>> Start Passage provided

Hackerrank – Project Euler+ #014 – Longest Collatz sequence

Hackerrank – Problem description

The problem description – Hackerrank.

Solution

There are given 2 rules for Collatz sequence:

  • if n is even, then n/2
  • if n is odd, then 3n + 1

The given problem set of possibilities is to big and it would take too much time.

My solution is to precalculate sequence values of 1 to 5 000 000 and then to store them into a cache to reuse them.

Let’s start with starting values.

For 1 there is a size of Collatz sequence 1 unit.

2: I use the rule and divide it by 2, because it is even. The sequence would by 2 long – The result of division is 1. I look into the cache and I see that I have calculated the size of the sequence with starting value as 1 is 1.

>> End Passage provided
>> Start Extracted information

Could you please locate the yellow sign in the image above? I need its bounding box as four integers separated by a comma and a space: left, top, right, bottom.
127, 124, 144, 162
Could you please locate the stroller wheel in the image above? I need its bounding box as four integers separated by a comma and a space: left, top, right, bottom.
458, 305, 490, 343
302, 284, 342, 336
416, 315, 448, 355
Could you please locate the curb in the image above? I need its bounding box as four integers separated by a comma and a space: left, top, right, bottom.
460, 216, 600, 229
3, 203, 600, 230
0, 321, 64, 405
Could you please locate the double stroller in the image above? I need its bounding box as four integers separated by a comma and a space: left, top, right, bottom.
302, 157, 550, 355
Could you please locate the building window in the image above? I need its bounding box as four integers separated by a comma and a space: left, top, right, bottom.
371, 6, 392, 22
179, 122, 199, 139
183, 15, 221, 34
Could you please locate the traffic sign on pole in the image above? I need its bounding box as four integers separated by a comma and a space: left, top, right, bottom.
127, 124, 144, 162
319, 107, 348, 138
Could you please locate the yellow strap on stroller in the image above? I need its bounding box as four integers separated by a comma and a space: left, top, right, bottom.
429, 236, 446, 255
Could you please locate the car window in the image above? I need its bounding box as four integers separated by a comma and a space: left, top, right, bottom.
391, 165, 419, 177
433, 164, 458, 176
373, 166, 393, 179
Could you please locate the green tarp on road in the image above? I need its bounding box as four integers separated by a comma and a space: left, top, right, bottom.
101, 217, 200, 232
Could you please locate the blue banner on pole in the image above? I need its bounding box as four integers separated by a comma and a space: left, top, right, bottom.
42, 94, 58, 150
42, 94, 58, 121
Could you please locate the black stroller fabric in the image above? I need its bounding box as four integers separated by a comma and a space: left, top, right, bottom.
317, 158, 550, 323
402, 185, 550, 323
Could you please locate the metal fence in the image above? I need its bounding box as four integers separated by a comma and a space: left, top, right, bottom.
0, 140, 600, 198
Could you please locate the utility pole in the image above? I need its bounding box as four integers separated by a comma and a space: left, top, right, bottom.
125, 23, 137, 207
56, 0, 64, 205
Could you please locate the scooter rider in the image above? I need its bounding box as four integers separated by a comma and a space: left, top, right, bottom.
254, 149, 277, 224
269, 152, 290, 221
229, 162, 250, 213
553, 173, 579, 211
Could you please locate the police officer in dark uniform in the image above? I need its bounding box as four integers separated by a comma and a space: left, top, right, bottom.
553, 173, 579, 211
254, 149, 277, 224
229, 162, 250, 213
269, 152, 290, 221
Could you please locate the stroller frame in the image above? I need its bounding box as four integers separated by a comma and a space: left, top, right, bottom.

>> End Extracted information

◆ Given exercise
Rewrite the Collatz sequence solution from "The problem description" through "with starting values.", swapping "precalculate" for "precompute".

◆ Task answer
The problem description – Hackerrank.

Solution

There are given 2 rules for Collatz sequence:

  • if n is even, then n/2
  • if n is odd, then 3n + 1

The given problem set of possibilities is to big and it would take too much time.

My solution is to precompute sequence values of 1 to 5 000 000 and then to store them into a cache to reuse them.

Let’s start with starting values.